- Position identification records

>> begin

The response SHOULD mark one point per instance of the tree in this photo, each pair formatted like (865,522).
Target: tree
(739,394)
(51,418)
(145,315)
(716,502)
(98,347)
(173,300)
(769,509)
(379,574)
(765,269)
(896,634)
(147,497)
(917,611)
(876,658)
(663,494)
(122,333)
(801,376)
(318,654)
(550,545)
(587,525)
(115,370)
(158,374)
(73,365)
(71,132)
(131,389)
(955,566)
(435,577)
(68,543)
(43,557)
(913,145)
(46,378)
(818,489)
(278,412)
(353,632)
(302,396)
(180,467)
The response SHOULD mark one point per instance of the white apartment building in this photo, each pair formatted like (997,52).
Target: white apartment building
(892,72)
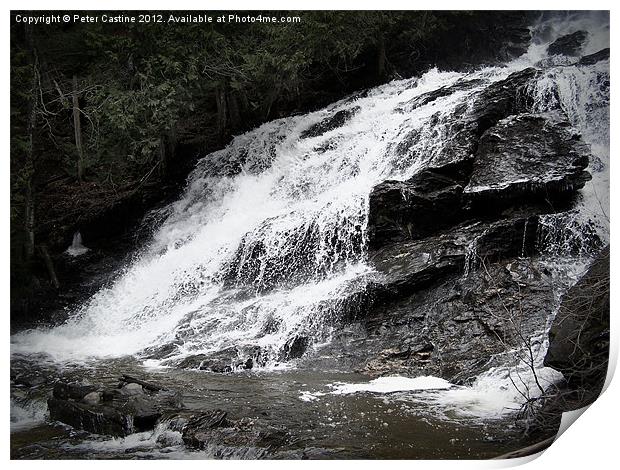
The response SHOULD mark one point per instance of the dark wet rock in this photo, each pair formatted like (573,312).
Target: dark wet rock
(528,157)
(145,413)
(569,45)
(467,123)
(117,412)
(500,100)
(330,123)
(432,96)
(592,59)
(452,328)
(418,207)
(92,398)
(29,381)
(406,267)
(132,389)
(579,335)
(128,379)
(223,361)
(95,419)
(214,430)
(73,390)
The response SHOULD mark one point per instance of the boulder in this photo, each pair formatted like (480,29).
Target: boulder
(592,59)
(452,328)
(569,45)
(418,207)
(72,390)
(115,412)
(132,389)
(406,267)
(92,398)
(579,335)
(528,157)
(95,419)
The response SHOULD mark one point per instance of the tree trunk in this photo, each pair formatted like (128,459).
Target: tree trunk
(78,130)
(29,167)
(381,58)
(49,264)
(222,110)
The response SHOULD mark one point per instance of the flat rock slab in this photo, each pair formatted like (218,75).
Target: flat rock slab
(528,156)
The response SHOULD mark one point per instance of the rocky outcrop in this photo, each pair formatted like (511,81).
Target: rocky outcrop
(405,267)
(579,336)
(569,45)
(330,123)
(523,159)
(528,157)
(592,59)
(410,209)
(134,406)
(452,328)
(457,279)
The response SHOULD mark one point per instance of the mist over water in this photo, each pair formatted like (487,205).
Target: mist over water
(270,234)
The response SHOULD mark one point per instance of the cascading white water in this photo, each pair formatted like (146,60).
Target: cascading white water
(270,233)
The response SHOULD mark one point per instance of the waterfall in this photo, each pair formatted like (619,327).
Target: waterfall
(270,234)
(77,248)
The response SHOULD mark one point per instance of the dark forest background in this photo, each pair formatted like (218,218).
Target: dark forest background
(108,119)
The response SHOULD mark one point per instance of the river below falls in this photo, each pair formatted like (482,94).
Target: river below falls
(397,425)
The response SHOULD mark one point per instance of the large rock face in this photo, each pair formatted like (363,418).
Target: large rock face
(455,249)
(579,336)
(568,45)
(501,156)
(134,406)
(528,156)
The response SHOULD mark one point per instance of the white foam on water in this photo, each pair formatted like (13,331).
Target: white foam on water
(268,252)
(27,414)
(393,384)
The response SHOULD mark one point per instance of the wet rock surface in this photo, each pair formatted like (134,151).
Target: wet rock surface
(129,408)
(528,157)
(579,335)
(215,429)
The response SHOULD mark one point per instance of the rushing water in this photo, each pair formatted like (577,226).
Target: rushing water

>> end

- What is asked
Keep the pictures out of the copy and return the rest of the data above exactly.

- Task solution
The response SHOULD mark one point per instance of the tree in this photo, each pair formatted like (865,522).
Target: tree
(739,394)
(51,418)
(145,315)
(716,502)
(98,347)
(173,300)
(769,509)
(379,574)
(765,269)
(896,634)
(147,497)
(917,611)
(876,658)
(663,494)
(122,333)
(801,376)
(318,654)
(550,545)
(587,525)
(115,370)
(158,374)
(73,365)
(71,132)
(131,389)
(955,566)
(435,577)
(68,543)
(43,557)
(913,145)
(46,378)
(818,489)
(278,412)
(353,632)
(302,396)
(180,467)
The response SHOULD mark one point per instance of the white apartment building in this photo, each pair formatted like (997,52).
Target: white apartment building
(892,72)
The response SHOULD mark one point per instance of the dark wet rock in this photo, each pair formatted like (573,312).
Target: dark wet rock
(528,157)
(145,413)
(569,45)
(467,123)
(117,412)
(500,100)
(330,123)
(432,96)
(592,59)
(452,328)
(418,207)
(92,398)
(29,381)
(406,267)
(132,389)
(579,335)
(128,379)
(223,361)
(95,419)
(214,430)
(73,390)
The response SHOULD mark one point per instance of the boulder in this photo, each pair formatted like (480,29).
Target: boulder
(592,59)
(452,328)
(569,45)
(418,207)
(72,390)
(115,412)
(132,389)
(406,267)
(92,398)
(579,335)
(528,157)
(95,419)
The response SHOULD mark one point per instance of the tree trunk in this photo, each pair formatted like (128,459).
Target: tree trunk
(78,130)
(29,167)
(381,58)
(49,264)
(222,110)
The response SHOULD mark one point per instance of the flat rock slab in this photo, each pair formatted like (218,75).
Target: flat rock slab
(528,156)
The response SHOULD mark one point per instance of the rocky outcrop in this photo, each pair formatted like (511,81).
Target: rocky outcrop
(405,267)
(579,336)
(569,45)
(330,123)
(523,159)
(528,157)
(592,59)
(410,209)
(134,406)
(452,328)
(457,279)
The response SHOULD mark one point per instance of the mist over water in this photo, each pair formatted like (487,205).
Target: mist over water
(270,234)
The response SHOULD mark one point per instance of the cascading white water in this photo, each pair formatted like (146,60).
Target: cascading white water
(270,233)
The response SHOULD mark one point per instance of the waterfall in this photo, each pair formatted like (619,327).
Target: waterfall
(270,234)
(77,248)
The response SHOULD mark one point per instance of the dark forest background in this photo, each pair formatted like (218,218).
Target: dark forest background
(108,119)
The response SHOULD mark one point per instance of the river below falls in this photo, each pair formatted like (482,94).
Target: river below falls
(397,425)
The response SHOULD mark one point per instance of the large rock face in this photo, each pair formatted like (363,418).
Target: large rock face
(455,249)
(579,336)
(568,45)
(501,156)
(134,406)
(528,156)
The response SHOULD mark one point per instance of the white foam on water in this photo, each pair formatted like (13,331).
Target: white foam on water
(268,252)
(27,414)
(393,384)
The response SHOULD mark one point per instance of the wet rock surface in this photo, each pair formatted like (134,151).
Target: wet rock surface
(129,408)
(528,157)
(579,335)
(215,429)
The response SHOULD mark one point per instance of the rushing water in this photo, each pair formatted like (577,226).
Target: rushing water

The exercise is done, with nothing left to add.